*Tasks*.
(a) In the essay on whether people are willfully ignorant of science, what site does the author say a creationist would stick to?
(b) Resume the essay on whether people are willfully ignorant of science, picking up after its final paragraph.

*Document passage*.
------------------------

I’ve been thinking about this idea that people who don’t know about evolution (or vaccines, or whatever) in this age of the Internet are willfully ignorant, and I’ve come to the conclusion that I disagree quite strongly.
Yes, all the evidence is online. Yes, the evidence for these scientific discoveries is overwhelming. Yes, pretty much all of us have internet access. But there’s another side to this story.
First, can we really expect people to have the curiosity to go learn something new all on their own, especially if it could endanger their place in life? Many creationists are taught that evolution in particular is a hoax that leads people away from God and therefore into Hell. If you believed you were risking eternal damnation, would you really go looking for evidence for evolution? Would you really go through the effort of searching through the Google results for a site that looked legitimate? Of course not, you would stick to nice safe sites like icr.org. Even if someone does learn about evolution, they might lose their whole community and even their job, in some cases, by coming to accept it and its implications for Christianity.
Not only that, but most people simply aren’t that curious. It takes effort to learn about evolution (or vaccines); evolution is counter-intuitive in some ways, and you’re just as likely to find bad information as good if you don’t already know what you’re looking for. It isn’t like learning who is the governor of Arizona or what movies Nicholas Cage starred in or some little factoid question like that. Many, perhaps most, people are just going to stick with what they learned growing up and never question it.
Second, even if someone is curious, they might simply not have the time. Many people work extremely long hours and simply can’t take up a side research project, especially if they want to do the honest thing and read as much as they can from experts on both sides. There’s too much data to take in and analyze when you only have a spare 15 minutes every few days.

------------------------

[Saved entries]
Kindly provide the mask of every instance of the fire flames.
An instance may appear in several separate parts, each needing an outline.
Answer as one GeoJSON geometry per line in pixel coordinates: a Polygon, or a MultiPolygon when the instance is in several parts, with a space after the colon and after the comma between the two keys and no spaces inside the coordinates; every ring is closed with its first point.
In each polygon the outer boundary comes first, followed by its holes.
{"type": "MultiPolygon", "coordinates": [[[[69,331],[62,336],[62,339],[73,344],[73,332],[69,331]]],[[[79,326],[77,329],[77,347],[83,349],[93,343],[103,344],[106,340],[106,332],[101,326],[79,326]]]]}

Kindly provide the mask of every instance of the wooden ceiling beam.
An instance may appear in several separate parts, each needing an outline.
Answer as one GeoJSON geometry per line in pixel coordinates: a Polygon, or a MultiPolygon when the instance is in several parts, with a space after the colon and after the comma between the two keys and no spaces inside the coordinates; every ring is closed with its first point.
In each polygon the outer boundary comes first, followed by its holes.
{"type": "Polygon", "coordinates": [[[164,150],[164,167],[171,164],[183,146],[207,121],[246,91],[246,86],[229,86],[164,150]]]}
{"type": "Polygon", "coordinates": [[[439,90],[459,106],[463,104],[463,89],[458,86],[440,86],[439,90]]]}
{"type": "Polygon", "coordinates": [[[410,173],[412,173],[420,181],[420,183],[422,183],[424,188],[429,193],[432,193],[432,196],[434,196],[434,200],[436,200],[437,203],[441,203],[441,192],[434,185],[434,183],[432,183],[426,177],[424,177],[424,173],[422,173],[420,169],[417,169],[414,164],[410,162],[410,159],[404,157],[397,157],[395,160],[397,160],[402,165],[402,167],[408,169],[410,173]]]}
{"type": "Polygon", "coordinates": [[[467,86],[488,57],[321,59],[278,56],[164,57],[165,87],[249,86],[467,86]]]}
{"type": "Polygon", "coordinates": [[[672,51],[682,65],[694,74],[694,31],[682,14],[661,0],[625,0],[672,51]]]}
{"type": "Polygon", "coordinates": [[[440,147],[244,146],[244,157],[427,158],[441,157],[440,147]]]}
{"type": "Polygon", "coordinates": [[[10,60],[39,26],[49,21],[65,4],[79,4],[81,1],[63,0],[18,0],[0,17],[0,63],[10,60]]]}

------------------------

*Outputs in order*.
(a) icr.org

(b)
Third, even if someone is curious and has time, there is no guarantee that they will look in the right place. There are tons and tons and tons of information on the internet, and no good way to tell which is true and which is false. It simply makes more sense to ask a trusted friend or family member for a starting place, which is likely to only give the searcher evidence for the position they already hold.
Fourth, even if someone is curious, has time, and looks in the right place(s), they may still not be able to tell which of two opposing viewpoints presents a better argument or has more evidence. Maybe they don’t have critical thinking skills, or maybe they aren’t overly intelligent, or maybe they have a vested interest in believing one side over the other, or maybe there is a combination of all three going on. In any case, even the best someone has might still not be good enough to help them draw the right conclusion, especially if they live fairly withdrawn from varying opinions (and many people do).
Therefore, painting everyone who holds any opinion with the same brush of “willfully ignorant” is committing the hasty generalization fallacy. Of course some people who hold opinions like young earth creationism are willfully ignorant, and of course it is frustrating that so many people hold false opinions, but to assume that any ignorance is willful is foolish and ignorant. Almost, I would say, willfully ignorant, but it is more likely that people who claim those with false opinions (like young earth creationism) are willfully ignorant simply haven’t considered points like the ones I just brought up.